Your task:
Rewrite the listing from its start through the line containing "[[965, 596], [406, 615]]" as a JSON list of strings, one string per line, with blank lines left out.

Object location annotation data
╭──

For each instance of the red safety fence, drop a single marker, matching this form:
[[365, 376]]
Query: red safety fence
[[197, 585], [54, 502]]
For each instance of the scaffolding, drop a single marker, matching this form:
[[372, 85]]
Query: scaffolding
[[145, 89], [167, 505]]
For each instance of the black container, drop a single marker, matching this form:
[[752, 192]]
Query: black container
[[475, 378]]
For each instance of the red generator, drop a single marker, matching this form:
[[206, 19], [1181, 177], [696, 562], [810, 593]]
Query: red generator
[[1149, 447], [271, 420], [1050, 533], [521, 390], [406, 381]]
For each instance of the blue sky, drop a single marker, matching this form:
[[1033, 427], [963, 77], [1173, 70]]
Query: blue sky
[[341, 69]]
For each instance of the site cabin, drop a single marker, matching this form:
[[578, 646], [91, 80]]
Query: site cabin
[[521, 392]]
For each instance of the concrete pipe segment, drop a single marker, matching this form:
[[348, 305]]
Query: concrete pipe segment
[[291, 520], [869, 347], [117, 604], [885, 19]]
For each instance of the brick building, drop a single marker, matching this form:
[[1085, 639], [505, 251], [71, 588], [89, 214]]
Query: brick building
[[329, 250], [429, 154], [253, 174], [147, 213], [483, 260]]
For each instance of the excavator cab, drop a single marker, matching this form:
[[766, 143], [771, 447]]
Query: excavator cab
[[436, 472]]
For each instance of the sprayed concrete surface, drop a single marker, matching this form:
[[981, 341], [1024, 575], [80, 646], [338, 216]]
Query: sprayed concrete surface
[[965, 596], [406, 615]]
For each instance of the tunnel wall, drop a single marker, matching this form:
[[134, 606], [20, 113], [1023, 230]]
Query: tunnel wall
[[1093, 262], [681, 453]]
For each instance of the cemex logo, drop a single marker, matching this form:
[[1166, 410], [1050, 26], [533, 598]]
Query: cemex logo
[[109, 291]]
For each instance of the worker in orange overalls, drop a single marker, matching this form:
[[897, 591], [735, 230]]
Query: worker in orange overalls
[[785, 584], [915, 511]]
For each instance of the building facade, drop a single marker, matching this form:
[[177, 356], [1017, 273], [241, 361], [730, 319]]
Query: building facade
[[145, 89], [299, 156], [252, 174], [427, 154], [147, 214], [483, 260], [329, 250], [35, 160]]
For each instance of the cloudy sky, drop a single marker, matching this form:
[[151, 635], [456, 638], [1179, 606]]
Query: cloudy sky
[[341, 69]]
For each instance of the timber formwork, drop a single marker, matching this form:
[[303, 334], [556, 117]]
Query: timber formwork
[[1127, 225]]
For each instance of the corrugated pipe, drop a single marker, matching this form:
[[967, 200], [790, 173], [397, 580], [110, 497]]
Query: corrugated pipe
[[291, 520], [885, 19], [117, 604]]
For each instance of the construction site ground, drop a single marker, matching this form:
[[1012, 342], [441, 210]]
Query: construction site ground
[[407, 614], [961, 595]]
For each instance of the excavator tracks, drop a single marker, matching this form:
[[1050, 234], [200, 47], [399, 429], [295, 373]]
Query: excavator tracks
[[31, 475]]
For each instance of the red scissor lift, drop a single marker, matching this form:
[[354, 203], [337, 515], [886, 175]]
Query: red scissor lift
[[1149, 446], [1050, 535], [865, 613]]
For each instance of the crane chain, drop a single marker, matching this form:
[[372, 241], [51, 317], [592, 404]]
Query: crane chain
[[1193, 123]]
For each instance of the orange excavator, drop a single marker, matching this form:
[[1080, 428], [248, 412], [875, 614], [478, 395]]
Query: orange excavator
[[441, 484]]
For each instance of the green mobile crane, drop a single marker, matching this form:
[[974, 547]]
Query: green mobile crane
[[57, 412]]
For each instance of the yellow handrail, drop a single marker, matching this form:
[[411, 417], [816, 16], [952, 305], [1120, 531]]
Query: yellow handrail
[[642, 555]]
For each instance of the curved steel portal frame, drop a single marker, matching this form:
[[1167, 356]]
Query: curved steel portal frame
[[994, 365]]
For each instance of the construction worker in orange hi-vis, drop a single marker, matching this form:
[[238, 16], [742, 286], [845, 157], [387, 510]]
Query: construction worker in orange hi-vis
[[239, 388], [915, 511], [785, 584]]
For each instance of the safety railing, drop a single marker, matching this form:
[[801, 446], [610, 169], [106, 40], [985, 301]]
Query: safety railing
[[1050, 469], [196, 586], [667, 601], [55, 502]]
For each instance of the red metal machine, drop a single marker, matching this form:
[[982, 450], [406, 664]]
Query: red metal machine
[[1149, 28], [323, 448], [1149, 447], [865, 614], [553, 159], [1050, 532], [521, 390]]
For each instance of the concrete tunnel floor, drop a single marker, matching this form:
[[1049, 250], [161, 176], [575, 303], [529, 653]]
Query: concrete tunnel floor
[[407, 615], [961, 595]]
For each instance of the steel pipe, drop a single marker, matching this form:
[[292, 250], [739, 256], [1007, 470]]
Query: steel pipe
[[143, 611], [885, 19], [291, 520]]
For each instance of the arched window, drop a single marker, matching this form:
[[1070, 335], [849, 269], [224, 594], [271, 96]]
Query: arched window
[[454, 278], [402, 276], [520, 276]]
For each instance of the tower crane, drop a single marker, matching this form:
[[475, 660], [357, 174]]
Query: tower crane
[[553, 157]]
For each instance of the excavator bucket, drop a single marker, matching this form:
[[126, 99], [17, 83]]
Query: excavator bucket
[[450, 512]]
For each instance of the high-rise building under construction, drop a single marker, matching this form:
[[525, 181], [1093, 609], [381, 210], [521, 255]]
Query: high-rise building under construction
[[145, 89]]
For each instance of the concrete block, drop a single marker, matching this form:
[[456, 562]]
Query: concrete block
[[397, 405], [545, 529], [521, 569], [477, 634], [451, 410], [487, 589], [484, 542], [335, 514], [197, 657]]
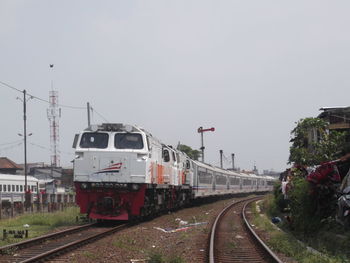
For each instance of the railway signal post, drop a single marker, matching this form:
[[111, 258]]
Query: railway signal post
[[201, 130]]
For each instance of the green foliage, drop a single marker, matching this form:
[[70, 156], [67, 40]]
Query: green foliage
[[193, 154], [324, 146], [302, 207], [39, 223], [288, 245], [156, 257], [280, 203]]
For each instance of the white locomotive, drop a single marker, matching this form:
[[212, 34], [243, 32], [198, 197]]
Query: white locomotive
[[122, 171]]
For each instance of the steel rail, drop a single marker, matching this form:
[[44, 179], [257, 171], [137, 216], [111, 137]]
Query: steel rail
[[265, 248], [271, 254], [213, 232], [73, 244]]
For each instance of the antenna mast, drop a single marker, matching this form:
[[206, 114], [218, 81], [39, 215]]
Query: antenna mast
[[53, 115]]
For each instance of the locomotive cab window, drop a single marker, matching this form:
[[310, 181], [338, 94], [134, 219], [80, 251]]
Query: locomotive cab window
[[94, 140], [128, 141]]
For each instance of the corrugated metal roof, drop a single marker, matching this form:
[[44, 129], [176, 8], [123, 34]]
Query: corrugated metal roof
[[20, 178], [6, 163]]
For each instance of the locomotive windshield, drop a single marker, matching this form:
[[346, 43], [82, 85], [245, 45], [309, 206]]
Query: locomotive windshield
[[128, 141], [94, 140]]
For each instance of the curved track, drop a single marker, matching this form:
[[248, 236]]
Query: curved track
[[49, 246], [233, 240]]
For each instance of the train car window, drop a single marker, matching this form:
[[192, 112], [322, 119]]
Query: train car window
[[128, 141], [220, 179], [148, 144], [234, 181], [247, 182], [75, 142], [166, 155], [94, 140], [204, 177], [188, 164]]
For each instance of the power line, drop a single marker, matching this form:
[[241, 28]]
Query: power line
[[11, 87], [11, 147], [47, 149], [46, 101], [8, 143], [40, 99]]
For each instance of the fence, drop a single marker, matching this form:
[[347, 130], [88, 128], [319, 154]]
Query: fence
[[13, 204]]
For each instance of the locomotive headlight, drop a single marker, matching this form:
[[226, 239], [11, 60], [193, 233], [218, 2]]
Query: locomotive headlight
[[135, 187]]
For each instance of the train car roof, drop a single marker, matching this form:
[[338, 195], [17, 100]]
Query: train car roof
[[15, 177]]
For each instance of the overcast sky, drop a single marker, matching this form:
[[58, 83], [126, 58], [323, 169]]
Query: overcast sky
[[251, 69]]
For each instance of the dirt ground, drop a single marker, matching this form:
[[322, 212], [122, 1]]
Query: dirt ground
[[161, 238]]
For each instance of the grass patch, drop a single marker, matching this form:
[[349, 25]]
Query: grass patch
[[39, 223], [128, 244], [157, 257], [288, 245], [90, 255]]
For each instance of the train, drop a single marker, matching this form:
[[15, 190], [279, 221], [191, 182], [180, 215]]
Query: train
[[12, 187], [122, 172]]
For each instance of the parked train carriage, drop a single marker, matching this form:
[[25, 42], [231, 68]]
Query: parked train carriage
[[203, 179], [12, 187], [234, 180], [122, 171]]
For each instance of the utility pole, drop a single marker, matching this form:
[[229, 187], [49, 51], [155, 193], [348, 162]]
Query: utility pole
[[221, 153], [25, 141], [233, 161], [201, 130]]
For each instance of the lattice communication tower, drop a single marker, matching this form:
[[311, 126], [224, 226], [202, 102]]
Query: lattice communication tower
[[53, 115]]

╰──

Answer to this task:
[
  "For each instance of the red safety fence, drop a single marker, matching this form:",
  "[[365, 376]]",
  "Query: red safety fence",
  "[[197, 585], [54, 502]]",
  "For each instance of the scaffolding, drop a single marker, matching this form:",
  "[[372, 85]]",
  "Query: scaffolding",
  "[[145, 89], [167, 505]]",
  "For each instance of the black container, drop a single marker, matching this form:",
  "[[752, 192]]",
  "Query: black container",
  "[[475, 378]]",
  "For each instance of the red generator, drop a single marker, matching this form:",
  "[[206, 19], [1181, 177], [696, 562], [810, 593]]",
  "Query: red generator",
  "[[1149, 447], [271, 420], [1050, 533], [521, 390], [406, 381]]",
  "For each instance of the blue sky, drop a single marker, matching this form:",
  "[[1033, 427], [963, 77], [1173, 70]]",
  "Query: blue sky",
  "[[341, 69]]",
  "For each instance of the site cabin, drop a single marker, matching this form:",
  "[[578, 646], [91, 80]]",
  "Query: site cabin",
  "[[521, 392]]",
  "For each instance of the concrete pipe segment, drop a single marker, matching this form:",
  "[[348, 305]]",
  "Query: concrete pipe segment",
  "[[291, 520], [869, 347], [117, 604], [885, 19]]",
  "For each instance of the brick building, drop a single marker, matching this form:",
  "[[1085, 639], [505, 251], [71, 588], [89, 214]]",
  "Query: brick building",
  "[[329, 250], [429, 154], [253, 174], [147, 213], [483, 260]]",
  "For each instance of the excavator cab, drop a single marker, matching this form:",
  "[[766, 143], [771, 447]]",
  "Query: excavator cab",
  "[[436, 472]]",
  "For each instance of the sprayed concrete surface, drop a single marker, matching this form:",
  "[[981, 341], [1024, 575], [80, 646], [338, 216]]",
  "Query: sprayed concrete surface",
  "[[965, 596], [406, 615]]"
]